● **Work to be completed**:
Reproduce exactly the lines from the one containing "Where can you spot the rusty" through the last line of the records below, both included, and nothing else.

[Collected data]

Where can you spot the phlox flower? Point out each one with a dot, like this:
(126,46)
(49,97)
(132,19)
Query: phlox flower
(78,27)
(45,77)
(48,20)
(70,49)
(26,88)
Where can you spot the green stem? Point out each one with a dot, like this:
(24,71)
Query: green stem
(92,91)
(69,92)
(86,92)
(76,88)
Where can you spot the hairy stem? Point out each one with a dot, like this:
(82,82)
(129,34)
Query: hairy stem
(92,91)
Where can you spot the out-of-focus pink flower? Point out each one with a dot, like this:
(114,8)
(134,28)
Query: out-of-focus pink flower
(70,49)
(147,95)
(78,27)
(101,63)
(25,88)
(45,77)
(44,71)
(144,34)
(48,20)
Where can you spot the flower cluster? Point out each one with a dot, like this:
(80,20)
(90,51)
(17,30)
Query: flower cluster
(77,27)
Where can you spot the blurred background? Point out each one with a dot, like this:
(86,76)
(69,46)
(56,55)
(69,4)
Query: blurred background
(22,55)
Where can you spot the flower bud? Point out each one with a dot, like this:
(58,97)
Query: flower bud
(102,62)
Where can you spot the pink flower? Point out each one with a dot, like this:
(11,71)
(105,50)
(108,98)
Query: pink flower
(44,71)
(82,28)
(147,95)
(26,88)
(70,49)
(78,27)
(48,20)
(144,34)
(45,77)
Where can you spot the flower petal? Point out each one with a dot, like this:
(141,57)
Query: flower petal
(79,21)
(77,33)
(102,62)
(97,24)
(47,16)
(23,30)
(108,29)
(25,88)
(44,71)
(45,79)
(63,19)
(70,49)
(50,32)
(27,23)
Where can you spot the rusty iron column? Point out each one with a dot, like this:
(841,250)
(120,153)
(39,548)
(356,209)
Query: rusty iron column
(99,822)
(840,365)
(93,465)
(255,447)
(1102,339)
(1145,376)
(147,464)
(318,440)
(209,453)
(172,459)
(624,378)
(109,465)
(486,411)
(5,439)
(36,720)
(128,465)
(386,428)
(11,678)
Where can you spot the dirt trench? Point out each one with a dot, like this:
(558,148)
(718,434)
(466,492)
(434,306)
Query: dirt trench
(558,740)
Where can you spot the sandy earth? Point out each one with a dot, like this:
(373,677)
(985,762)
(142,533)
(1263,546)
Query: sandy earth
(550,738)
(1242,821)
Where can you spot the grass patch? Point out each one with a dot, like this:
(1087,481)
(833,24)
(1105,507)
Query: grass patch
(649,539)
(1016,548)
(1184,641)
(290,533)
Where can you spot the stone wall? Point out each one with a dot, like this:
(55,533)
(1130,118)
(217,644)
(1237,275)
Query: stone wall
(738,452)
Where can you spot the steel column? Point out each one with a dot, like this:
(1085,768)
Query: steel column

● **Result below**:
Where can you spot the rusty iron column? Point out each one with a dot, like this:
(841,250)
(120,153)
(39,548)
(356,209)
Query: rusty iron column
(99,822)
(840,365)
(93,465)
(255,447)
(1102,339)
(1145,376)
(147,464)
(318,440)
(209,453)
(172,459)
(624,378)
(109,465)
(486,411)
(5,439)
(36,720)
(128,465)
(386,428)
(11,678)
Where can you spot the dirt trench? Point out each one with a dot, like this:
(558,148)
(718,434)
(466,492)
(434,306)
Query: dirt trench
(558,740)
Where can you spot the sandy earth? Point out each one with a dot, like this:
(373,677)
(985,762)
(142,533)
(1263,546)
Query: sandy earth
(550,738)
(1242,821)
Where can you spot the grass patch? Point out each one with a dot, like this:
(1087,481)
(833,24)
(1105,507)
Query: grass patch
(649,539)
(1016,548)
(1184,641)
(290,533)
Where can you spot the stone wall? Point out each one with a dot, like this:
(55,533)
(1130,118)
(217,644)
(1237,275)
Query: stone wall
(738,452)
Where can you spot the steel column? Point out each one with a dot, like this:
(1085,768)
Query: steel column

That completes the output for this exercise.